### Excerpt to read
Chromophobe renal cell carcinoma with concomitant sarcomatoid transformation and osseous metaplasia: a case report
Department of Urology, Hirosaki University Graduate School of Medicine, 5 Zaifucho, Hirosaki 036-8562, Japan
BMC Urology 2013, 13:72 doi:10.1186/1471-2490-13-72Published: 13 December 2013
Chromophobe renal cell carcinoma is the third most common form of adult renal epithelial neoplasm. A sarcomatoid component occurs in approximately 8% of all chromophobe renal cell carcinoma cases, while metaplastic bone formation is extremely rare.

### Task brief
Please output the entire case report abstract on chromophobe renal cell carcinoma word for word, as it appears above.

### Dataset items
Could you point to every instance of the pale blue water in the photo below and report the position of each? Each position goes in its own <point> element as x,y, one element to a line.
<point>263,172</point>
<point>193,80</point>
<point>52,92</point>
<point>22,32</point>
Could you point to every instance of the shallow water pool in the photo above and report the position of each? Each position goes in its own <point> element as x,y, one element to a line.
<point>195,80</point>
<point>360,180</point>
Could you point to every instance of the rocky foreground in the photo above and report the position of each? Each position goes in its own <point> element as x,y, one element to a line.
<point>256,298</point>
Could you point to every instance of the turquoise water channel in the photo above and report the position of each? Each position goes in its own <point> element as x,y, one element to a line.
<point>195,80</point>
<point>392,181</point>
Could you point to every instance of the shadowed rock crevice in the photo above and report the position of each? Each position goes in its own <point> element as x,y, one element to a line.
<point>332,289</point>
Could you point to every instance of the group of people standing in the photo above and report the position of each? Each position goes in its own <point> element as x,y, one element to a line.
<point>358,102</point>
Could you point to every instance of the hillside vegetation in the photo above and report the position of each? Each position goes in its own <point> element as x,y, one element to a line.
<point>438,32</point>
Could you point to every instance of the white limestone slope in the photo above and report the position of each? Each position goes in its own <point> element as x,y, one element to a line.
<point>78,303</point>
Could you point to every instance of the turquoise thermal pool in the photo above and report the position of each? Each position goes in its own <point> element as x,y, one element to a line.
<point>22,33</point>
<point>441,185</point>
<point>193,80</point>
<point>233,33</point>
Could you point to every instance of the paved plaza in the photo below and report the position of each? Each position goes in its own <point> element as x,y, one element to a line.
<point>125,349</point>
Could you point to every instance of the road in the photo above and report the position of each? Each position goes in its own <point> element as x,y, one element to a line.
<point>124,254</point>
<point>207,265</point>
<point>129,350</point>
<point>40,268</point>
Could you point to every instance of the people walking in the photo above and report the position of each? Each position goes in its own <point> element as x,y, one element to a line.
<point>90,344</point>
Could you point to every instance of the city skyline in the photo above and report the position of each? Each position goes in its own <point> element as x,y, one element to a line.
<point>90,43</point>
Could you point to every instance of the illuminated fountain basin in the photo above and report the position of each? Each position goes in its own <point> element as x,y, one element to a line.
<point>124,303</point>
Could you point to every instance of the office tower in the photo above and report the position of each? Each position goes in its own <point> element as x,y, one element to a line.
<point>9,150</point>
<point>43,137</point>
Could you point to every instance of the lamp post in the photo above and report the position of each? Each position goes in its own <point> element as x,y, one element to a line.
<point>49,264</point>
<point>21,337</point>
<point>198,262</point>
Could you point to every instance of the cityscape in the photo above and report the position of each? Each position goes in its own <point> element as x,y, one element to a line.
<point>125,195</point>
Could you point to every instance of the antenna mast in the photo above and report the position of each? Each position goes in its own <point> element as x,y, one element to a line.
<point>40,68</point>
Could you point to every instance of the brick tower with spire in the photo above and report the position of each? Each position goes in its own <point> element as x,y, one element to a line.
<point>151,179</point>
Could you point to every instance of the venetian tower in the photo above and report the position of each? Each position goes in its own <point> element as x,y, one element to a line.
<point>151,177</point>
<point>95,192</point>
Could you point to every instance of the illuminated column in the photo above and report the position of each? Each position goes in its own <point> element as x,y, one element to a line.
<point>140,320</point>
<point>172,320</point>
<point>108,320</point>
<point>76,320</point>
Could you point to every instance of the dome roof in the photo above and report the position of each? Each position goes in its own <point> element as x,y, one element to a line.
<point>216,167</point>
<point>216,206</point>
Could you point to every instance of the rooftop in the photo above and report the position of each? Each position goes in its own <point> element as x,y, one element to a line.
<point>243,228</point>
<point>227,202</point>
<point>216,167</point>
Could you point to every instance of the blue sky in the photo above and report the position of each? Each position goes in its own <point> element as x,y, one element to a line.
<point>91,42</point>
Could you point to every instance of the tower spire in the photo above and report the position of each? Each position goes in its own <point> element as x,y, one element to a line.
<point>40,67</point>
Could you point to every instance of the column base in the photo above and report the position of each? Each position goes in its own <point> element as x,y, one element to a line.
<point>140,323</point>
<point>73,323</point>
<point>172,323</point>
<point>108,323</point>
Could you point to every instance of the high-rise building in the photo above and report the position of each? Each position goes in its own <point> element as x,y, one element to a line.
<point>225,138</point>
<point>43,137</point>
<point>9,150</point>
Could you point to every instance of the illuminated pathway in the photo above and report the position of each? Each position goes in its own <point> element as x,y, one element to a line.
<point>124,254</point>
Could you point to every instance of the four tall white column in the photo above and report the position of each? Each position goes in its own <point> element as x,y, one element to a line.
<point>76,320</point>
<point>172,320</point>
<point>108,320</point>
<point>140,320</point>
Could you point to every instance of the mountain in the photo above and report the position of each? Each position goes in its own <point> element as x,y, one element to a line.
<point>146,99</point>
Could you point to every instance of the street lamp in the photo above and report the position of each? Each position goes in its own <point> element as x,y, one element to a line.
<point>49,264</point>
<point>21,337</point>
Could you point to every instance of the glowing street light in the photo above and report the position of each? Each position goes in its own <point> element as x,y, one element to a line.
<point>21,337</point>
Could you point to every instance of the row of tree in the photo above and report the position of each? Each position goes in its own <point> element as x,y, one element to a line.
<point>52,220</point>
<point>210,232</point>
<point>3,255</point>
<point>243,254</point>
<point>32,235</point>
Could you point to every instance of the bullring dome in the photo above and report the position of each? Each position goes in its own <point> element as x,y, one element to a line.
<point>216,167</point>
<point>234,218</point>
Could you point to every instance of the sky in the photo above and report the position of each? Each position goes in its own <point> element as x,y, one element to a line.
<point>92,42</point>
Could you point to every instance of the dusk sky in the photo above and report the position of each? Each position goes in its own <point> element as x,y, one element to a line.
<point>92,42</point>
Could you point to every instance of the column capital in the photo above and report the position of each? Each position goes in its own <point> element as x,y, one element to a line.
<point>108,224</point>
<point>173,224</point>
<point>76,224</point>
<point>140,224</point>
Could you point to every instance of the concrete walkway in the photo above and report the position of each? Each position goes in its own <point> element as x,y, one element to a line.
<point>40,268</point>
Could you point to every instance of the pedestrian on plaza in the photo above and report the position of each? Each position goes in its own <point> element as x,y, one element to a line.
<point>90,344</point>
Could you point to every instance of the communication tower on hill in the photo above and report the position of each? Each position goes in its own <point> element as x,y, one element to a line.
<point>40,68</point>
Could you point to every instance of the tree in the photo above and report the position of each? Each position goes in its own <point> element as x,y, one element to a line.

### Answer to this problem
Chromophobe renal cell carcinoma with concomitant sarcomatoid transformation and osseous metaplasia: a case report
Department of Urology, Hirosaki University Graduate School of Medicine, 5 Zaifucho, Hirosaki 036-8562, Japan
BMC Urology 2013, 13:72 doi:10.1186/1471-2490-13-72Published: 13 December 2013
Chromophobe renal cell carcinoma is the third most common form of adult renal epithelial neoplasm. A sarcomatoid component occurs in approximately 8% of all chromophobe renal cell carcinoma cases, while metaplastic bone formation is extremely rare.